== 抜粋箇所

しかし、日常的に目に触れるタイヤなどは、きちんとした知識さえ持っていれば簡単にメンテナンスすることができます。
❏装備しておくべき車載工具
パンタグラフジャッキ
積雪地では、スタッドレスタイヤ交換期があるので需要性が高いですが、通常はなかなか必要性を感じられるものではないかもしれません。
パンクの応急修理でも、タイヤパンク修理剤を使う場合ジャッキは使用しません。
しかし、スペアタイヤを搭載している自動車や、やむを得ず別のタイヤに交換しなければならない状況に陥った時は必要不可欠です。
車載用のパンタグラフジャッキであれば、小型軽量でさほど邪魔にはならないので、ぜひ装備しておいてほしいツールです。
タイヤパンク修理剤
新車購入時に、純正付属品として装備されています。
本品1本につきタイヤ1本の修理が可能ですが、有効期限があるので注意が必要です。
タイヤトレッド部に釘やネジが刺さったなどの軽度のパンクに使用しますが、4㎜以上の刺し傷や切り傷、ホイールまたはタイヤサイドウォール部の損傷には使用できません。
インターネットやホームセンターなどでも購入可能ですが、排気量ごとの対応になっているので確認が必要です。
※いずれも、2t以上の自動車には使用できないので注意!
<使用方法>
1.タイヤバルブを下位置(地面)に配置しバルブキャップを取り外し、バルブコア回しの先端部分をバルブに押し当てて空気を完全に抜きます。
※刺さっている釘やネジは取り除かずそのままにします!
2.バルブコア回しでバルブコアを取り外し、注入ホースを差し込み、タイヤパンク修理剤を注入。
3.完全に修理剤を注入し終えたらバルブコアを戻します。
4.その後、エアーコンプレッサーでタイヤに適正な空気圧を充填し、バルブキャップを締めます。
5.すぐに点検走行を開始し、10分程度もしくは5㎞ほど注意深く走行し問題がなければ修理完了です。

====
== 記録データ

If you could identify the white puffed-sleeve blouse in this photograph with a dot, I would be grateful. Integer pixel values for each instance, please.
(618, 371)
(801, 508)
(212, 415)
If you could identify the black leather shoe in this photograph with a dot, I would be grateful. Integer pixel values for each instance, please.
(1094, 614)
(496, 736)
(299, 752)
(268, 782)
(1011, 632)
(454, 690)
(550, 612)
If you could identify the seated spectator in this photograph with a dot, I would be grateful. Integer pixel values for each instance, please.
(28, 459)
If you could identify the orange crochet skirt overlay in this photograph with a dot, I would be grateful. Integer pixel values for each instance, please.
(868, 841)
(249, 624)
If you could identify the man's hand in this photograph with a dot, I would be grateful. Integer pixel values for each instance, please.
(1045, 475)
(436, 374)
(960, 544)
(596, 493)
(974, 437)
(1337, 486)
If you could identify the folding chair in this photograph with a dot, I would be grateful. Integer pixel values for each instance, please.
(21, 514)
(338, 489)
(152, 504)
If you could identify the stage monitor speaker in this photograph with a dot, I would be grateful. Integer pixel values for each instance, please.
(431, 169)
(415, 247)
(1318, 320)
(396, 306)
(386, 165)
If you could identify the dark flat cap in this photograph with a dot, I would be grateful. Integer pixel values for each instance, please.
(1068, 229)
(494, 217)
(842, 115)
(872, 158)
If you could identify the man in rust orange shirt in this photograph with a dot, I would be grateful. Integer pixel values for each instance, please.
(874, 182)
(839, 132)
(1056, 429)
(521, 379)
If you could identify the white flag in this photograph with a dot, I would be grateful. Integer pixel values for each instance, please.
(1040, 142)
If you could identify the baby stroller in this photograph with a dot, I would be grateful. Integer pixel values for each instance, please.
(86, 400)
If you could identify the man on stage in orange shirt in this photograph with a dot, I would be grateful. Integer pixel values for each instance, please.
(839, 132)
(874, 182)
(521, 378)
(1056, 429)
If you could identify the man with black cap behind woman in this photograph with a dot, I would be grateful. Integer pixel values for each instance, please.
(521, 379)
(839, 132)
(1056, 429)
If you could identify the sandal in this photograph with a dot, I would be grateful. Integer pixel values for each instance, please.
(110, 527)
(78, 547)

====

**やること**.
a: 車載工具についての文章をもとに、次の問いに答えてください。
(i) タイヤパンク修理剤1本で修理できるタイヤは何本か。
(ii) タイヤパンク修理剤が使えないのは何㎜以上の刺し傷や切り傷か。
(iii) 修理剤を入れた後の点検走行は、どのくらいの時間または距離を目安に行うか。
b: 車載工具についての文章のうち、「本品1本につきタイヤ1本の修理が可能ですが、有効期限があるので注意が必要です。」から「当てて空気を完全に抜きます。」までをそのまま抜き出してください。
このデータは今回の作業とは関係ありません。

**順番どおりの回答**.
a:
(i) 1本
(ii) 4㎜以上
(iii) 10分程度、もしくは5㎞ほど

b:
本品1本につきタイヤ1本の修理が可能ですが、有効期限があるので注意が必要です。
タイヤトレッド部に釘やネジが刺さったなどの軽度のパンクに使用しますが、4㎜以上の刺し傷や切り傷、ホイールまたはタイヤサイドウォール部の損傷には使用できません。
インターネットやホームセンターなどでも購入可能ですが、排気量ごとの対応になっているので確認が必要です。
※いずれも、2t以上の自動車には使用できないので注意!
<使用方法>
1.タイヤバルブを下位置(地面)に配置しバルブキャップを取り外し、バルブコア回しの先端部分をバルブに押し当てて空気を完全に抜きます。